**Записанные данные:**
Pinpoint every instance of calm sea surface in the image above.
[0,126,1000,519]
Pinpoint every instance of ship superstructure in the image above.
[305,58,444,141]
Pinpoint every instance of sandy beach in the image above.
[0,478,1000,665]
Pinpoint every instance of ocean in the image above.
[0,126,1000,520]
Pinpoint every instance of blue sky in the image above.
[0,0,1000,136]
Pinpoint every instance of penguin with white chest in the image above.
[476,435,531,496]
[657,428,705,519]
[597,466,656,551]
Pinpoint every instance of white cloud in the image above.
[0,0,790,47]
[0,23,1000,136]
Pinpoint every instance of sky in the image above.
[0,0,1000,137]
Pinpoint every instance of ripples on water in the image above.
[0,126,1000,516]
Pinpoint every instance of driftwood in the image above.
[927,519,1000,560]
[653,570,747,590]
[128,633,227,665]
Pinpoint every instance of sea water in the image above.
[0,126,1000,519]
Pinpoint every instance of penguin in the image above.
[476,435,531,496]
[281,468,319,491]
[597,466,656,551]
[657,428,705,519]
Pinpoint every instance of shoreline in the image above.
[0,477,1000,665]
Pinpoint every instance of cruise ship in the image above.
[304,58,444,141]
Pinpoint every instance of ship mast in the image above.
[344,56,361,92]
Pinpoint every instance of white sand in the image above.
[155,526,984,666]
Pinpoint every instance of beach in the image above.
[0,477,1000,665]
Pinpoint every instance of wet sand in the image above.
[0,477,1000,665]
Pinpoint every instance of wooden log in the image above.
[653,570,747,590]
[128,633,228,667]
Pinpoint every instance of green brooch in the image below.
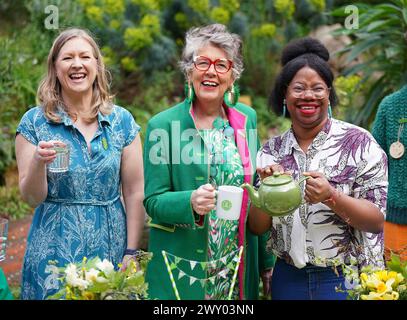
[102,138,108,150]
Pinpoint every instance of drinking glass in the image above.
[48,141,69,172]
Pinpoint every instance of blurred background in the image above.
[0,0,407,294]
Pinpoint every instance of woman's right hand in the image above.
[191,183,216,215]
[34,141,56,164]
[256,164,291,180]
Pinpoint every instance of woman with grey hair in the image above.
[144,24,273,300]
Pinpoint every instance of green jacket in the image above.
[144,101,274,299]
[372,85,407,225]
[0,268,13,300]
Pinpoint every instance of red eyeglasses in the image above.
[193,56,233,73]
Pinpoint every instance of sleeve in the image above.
[122,109,140,147]
[16,110,39,145]
[372,99,389,150]
[353,133,388,215]
[144,121,196,229]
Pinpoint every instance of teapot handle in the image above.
[298,176,310,184]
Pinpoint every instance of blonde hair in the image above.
[37,28,113,122]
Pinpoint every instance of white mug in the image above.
[216,186,243,220]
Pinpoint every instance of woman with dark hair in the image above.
[16,28,145,300]
[249,38,387,300]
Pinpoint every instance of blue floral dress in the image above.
[17,106,140,299]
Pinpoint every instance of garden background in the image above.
[0,0,407,295]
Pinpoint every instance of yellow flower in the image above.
[82,291,95,300]
[120,57,137,72]
[86,6,103,23]
[274,0,295,20]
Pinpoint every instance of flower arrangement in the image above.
[337,254,407,300]
[49,253,151,300]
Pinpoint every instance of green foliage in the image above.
[332,0,407,127]
[48,252,152,300]
[0,186,32,220]
[333,74,364,120]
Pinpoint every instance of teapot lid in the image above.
[262,172,293,186]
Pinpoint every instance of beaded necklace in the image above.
[207,117,234,188]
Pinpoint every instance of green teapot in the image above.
[241,172,309,217]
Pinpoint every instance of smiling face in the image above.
[188,45,234,105]
[286,67,329,128]
[55,38,97,95]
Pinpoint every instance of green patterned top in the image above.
[200,125,244,300]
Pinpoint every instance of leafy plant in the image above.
[0,186,32,220]
[48,252,151,300]
[332,0,407,127]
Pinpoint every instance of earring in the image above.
[328,102,332,119]
[223,84,240,108]
[184,81,195,103]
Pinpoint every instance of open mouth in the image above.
[69,73,86,81]
[297,105,319,115]
[201,81,219,88]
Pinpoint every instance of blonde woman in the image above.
[16,29,144,299]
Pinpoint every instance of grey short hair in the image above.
[179,23,243,80]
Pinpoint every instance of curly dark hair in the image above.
[269,37,338,117]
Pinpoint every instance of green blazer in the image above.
[0,268,13,300]
[144,101,274,299]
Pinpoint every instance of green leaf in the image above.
[346,36,381,63]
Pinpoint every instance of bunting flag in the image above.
[189,261,198,270]
[162,246,243,300]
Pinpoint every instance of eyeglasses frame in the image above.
[192,55,233,74]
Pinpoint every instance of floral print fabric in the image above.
[17,106,140,299]
[257,119,387,268]
[201,129,244,300]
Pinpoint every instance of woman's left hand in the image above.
[303,171,332,204]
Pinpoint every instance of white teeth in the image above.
[202,81,218,87]
[69,73,86,80]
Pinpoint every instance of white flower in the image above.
[85,268,109,283]
[65,263,89,290]
[96,259,114,275]
[85,268,99,282]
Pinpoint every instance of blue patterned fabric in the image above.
[17,106,140,299]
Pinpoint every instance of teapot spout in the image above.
[240,183,260,208]
[298,176,310,184]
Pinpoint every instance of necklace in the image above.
[389,121,406,159]
[207,117,234,188]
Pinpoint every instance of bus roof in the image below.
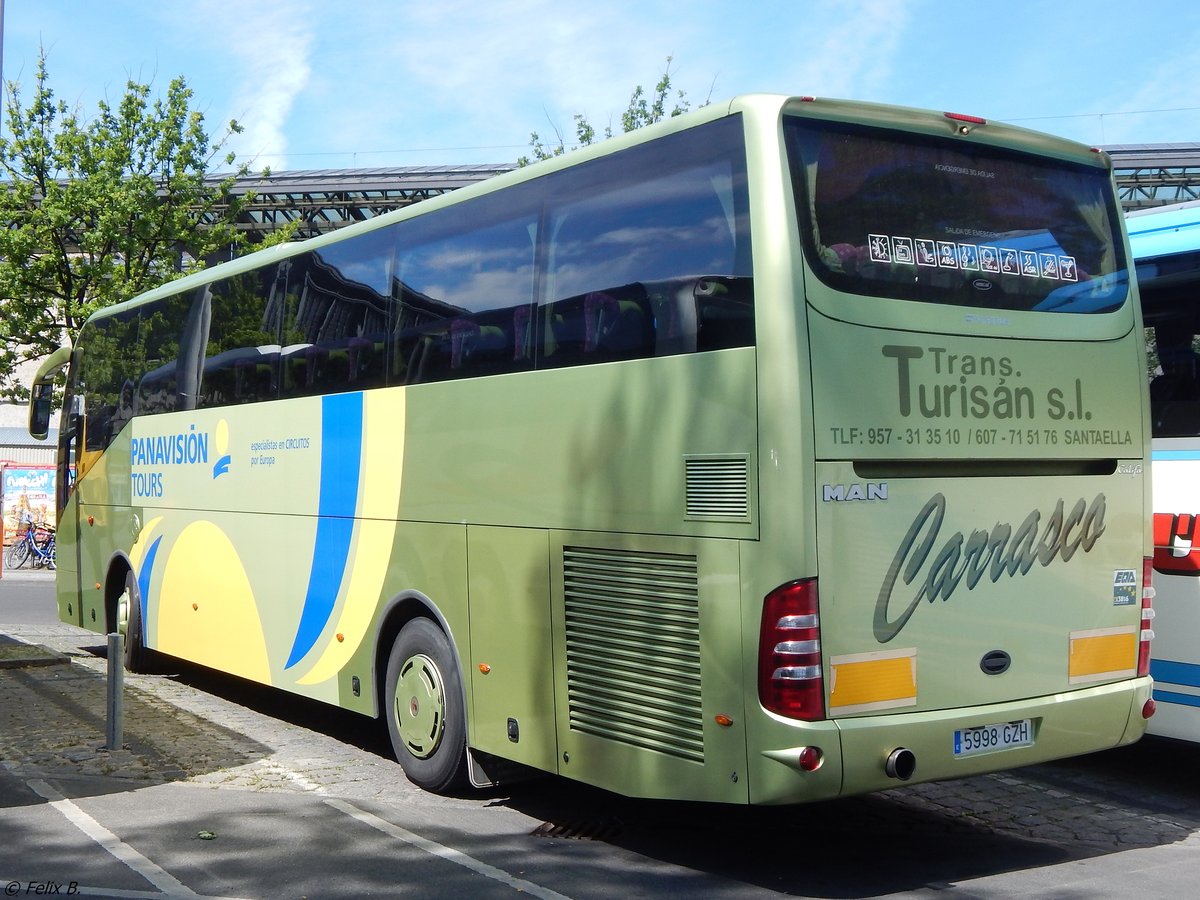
[1126,200,1200,259]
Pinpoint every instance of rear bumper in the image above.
[750,678,1152,804]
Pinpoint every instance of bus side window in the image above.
[276,234,396,397]
[389,199,538,384]
[538,114,754,367]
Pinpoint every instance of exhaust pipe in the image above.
[883,746,917,781]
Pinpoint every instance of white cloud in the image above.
[790,0,911,100]
[200,0,314,169]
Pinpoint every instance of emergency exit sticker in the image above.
[1112,569,1138,606]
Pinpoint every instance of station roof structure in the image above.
[1104,144,1200,212]
[211,163,516,242]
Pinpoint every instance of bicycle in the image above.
[5,526,55,569]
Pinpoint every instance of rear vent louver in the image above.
[684,456,750,522]
[563,547,704,762]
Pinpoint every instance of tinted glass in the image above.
[785,116,1128,313]
[1146,319,1200,438]
[391,194,538,384]
[204,270,287,407]
[272,228,396,397]
[539,116,754,366]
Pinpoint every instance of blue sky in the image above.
[2,0,1200,170]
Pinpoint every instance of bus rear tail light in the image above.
[758,578,824,721]
[1138,557,1154,676]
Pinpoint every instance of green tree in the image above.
[517,56,691,166]
[0,52,267,400]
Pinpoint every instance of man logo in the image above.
[822,481,888,503]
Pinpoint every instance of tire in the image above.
[384,618,467,793]
[4,538,29,569]
[116,571,150,672]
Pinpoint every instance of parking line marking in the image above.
[325,799,570,900]
[28,779,199,898]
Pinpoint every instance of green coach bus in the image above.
[30,96,1153,804]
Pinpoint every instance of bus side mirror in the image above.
[29,342,71,440]
[29,382,54,440]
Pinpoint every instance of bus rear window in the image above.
[785,116,1128,313]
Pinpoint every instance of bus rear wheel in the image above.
[385,618,467,793]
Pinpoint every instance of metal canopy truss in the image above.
[211,164,515,242]
[1104,144,1200,212]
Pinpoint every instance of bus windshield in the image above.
[784,116,1127,313]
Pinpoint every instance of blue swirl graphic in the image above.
[283,394,362,668]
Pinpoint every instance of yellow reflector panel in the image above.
[1067,625,1138,684]
[829,647,917,715]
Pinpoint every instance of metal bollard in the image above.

**Короткая задача:** Перепечатайте все строки выше слово в слово, не включая в ответ картинки.

**Результат:**
Pinpoint every instance of calm sea surface in the image above.
[0,126,1000,519]
Pinpoint every instance of ship superstructure in the image above.
[305,58,444,141]
Pinpoint every instance of sandy beach in the image above.
[0,478,1000,665]
Pinpoint every instance of ocean in the image above.
[0,126,1000,520]
Pinpoint every instance of blue sky in the image above.
[0,0,1000,136]
Pinpoint every instance of penguin with white chest in the image above.
[476,435,531,496]
[657,428,705,519]
[597,466,656,551]
Pinpoint every instance of white cloud in the image above.
[0,0,790,47]
[0,23,1000,136]
Pinpoint every instance of sky in the image above.
[0,0,1000,137]
Pinpoint every instance of ripples on water in the image above.
[0,126,1000,516]
Pinpoint every instance of driftwood in the image above.
[927,519,1000,560]
[653,570,747,590]
[128,633,227,665]
Pinpoint every instance of sea water in the image above.
[0,126,1000,519]
Pinpoint every instance of penguin in the image above.
[476,435,531,496]
[281,468,319,491]
[597,466,656,551]
[657,428,705,519]
Pinpoint every instance of shoreline in the image above.
[0,477,1000,665]
Pinpoint every instance of cruise ship in the image above.
[304,58,444,141]
Pinpoint every instance of ship mast in the image above.
[344,56,361,92]
Pinpoint every instance of white sand in the image above.
[155,526,984,666]
Pinpoint every instance of beach in the image above.
[0,477,1000,665]
Pinpoint every instance of wet sand in the image above.
[0,477,1000,665]
Pinpoint every instance of wooden log in the image above.
[653,570,747,590]
[128,633,228,667]
Pinpoint every instance of green brooch in the image below.
[102,138,108,150]
Pinpoint every instance of drinking glass in the image above.
[48,141,69,172]
Pinpoint every instance of blurred background in the image above.
[0,0,407,294]
Pinpoint every instance of woman's right hand in the image above.
[191,183,216,215]
[34,141,56,164]
[256,164,291,180]
Pinpoint every instance of woman with grey hair in the image above.
[144,24,273,300]
Pinpoint every instance of green jacket in the image above.
[144,101,274,299]
[372,85,407,225]
[0,268,13,300]
Pinpoint every instance of red eyeglasses in the image above.
[193,56,233,73]
Pinpoint every instance of sleeve in the image above.
[122,109,140,147]
[16,110,39,145]
[372,99,389,150]
[353,133,388,215]
[144,121,196,229]
Pinpoint every instance of teapot handle in the image above.
[298,176,310,184]
Pinpoint every instance of blonde hair in the image above.
[37,28,113,122]
Pinpoint every instance of white mug in the image above.
[216,186,243,220]
Pinpoint every instance of woman with dark hair in the image above.
[16,28,145,300]
[249,38,387,300]
Pinpoint every instance of blue floral dress in the image above.
[17,106,140,299]
Pinpoint every instance of garden background in the image above.
[0,0,407,295]
Pinpoint every instance of yellow flower in the image above.
[82,291,95,300]
[120,57,137,72]
[86,6,103,23]
[274,0,295,20]
Pinpoint every instance of flower arrangement in the image above.
[337,254,407,300]
[49,253,151,300]
Pinpoint every instance of green foliage in the image above.
[332,0,407,127]
[48,252,152,300]
[0,186,32,220]
[333,74,364,120]
Pinpoint every instance of teapot lid in the image above.
[262,172,293,186]
Pinpoint every instance of beaded necklace in the image above.
[207,117,234,188]
Pinpoint every instance of green teapot in the image above.
[241,172,309,217]
Pinpoint every instance of smiling face in the image above.
[188,45,234,105]
[286,67,329,128]
[55,38,97,95]
Pinpoint every instance of green patterned top in the image above.
[200,125,244,300]
Pinpoint every instance of leafy plant in the image above.
[0,186,32,220]
[48,252,151,300]
[332,0,407,127]
Pinpoint every instance of earring in the image above.
[328,102,332,119]
[223,84,240,108]
[184,81,195,103]
Pinpoint every instance of open mouth in the image above.
[69,73,86,81]
[297,105,319,115]
[201,81,219,88]
Pinpoint every instance of blonde woman in the image above.
[16,29,144,299]
Pinpoint every instance of grey short hair in the image above.
[179,23,243,80]
Pinpoint every instance of curly dark hair in the image above.
[269,37,338,117]
Pinpoint every instance of green blazer in the image above.
[0,268,13,300]
[144,101,274,299]
Pinpoint every instance of green leaf in the image above.
[346,36,381,63]
Pinpoint every instance of bunting flag in the image above.
[189,261,198,270]
[162,246,243,300]
Pinpoint every instance of eyeglasses frame in the image above.
[192,55,233,74]
Pinpoint every instance of floral print fabric in the image above.
[17,106,140,299]
[257,119,387,268]
[201,129,244,300]
Pinpoint every instance of woman's left hand in the image above.
[303,171,332,204]
Pinpoint every instance of white teeth in the image above.
[202,81,218,87]
[69,73,86,80]
Pinpoint every instance of white flower in the image above.
[85,268,109,283]
[65,263,89,290]
[96,259,114,275]
[85,268,99,282]
Pinpoint every instance of blue patterned fabric in the image above.
[17,106,140,299]
Pinpoint every instance of teapot spout in the image above.
[240,183,260,208]
[298,176,310,184]
Pinpoint every instance of necklace in the image above.
[389,121,406,159]
[207,117,234,188]
Pinpoint every instance of bus roof in the image below.
[1126,200,1200,259]
Pinpoint every instance of rear bumper in the image above.
[750,678,1152,804]
Pinpoint every instance of bus side window in the image above.
[276,234,396,397]
[389,199,538,384]
[538,114,754,367]
Pinpoint every instance of exhaust pipe in the image above.
[883,746,917,781]
Pinpoint every instance of white cloud in the image above.
[790,0,911,100]
[200,0,314,169]
Pinpoint every instance of emergency exit sticker in the image above.
[1112,569,1138,606]
Pinpoint every instance of station roof structure in the image above.
[1104,144,1200,212]
[211,163,516,242]
Pinpoint every instance of bicycle in the image above.
[5,526,55,569]
Pinpoint every instance of rear vent louver in the image above.
[684,456,750,522]
[563,547,704,762]
Pinpoint every instance of tinted glass in the image above.
[785,116,1128,313]
[1146,319,1200,438]
[391,194,538,384]
[204,270,287,407]
[272,228,396,397]
[539,116,754,366]
Pinpoint every instance of blue sky in the image above.
[2,0,1200,170]
Pinpoint every instance of bus rear tail light in the image above.
[758,578,824,721]
[1138,557,1154,676]
Pinpoint every instance of green tree in the image above.
[517,56,691,166]
[0,52,267,400]
Pinpoint every instance of man logo in the image above.
[822,481,888,503]
Pinpoint every instance of tire in the image above.
[384,618,467,793]
[4,538,29,569]
[116,571,150,672]
Pinpoint every instance of parking line marking in the image above.
[325,799,570,900]
[28,779,199,898]
Pinpoint every instance of green coach bus in the image above.
[30,96,1153,804]
Pinpoint every instance of bus side mirror in the image above.
[29,342,71,440]
[29,382,54,440]
Pinpoint every instance of bus rear window in the image above.
[785,116,1128,313]
Pinpoint every instance of bus rear wheel in the image above.
[385,618,467,793]
Pinpoint every instance of metal canopy truss in the image above.
[211,164,515,242]
[1104,144,1200,212]
Pinpoint every instance of bus windshield in the image above.
[784,116,1127,313]
Pinpoint every instance of blue swirl graphic in the image above.
[283,394,362,668]
Pinpoint every instance of yellow reflector panel in the image above.
[1067,625,1138,684]
[829,647,917,715]
Pinpoint every instance of metal bollard in the image above.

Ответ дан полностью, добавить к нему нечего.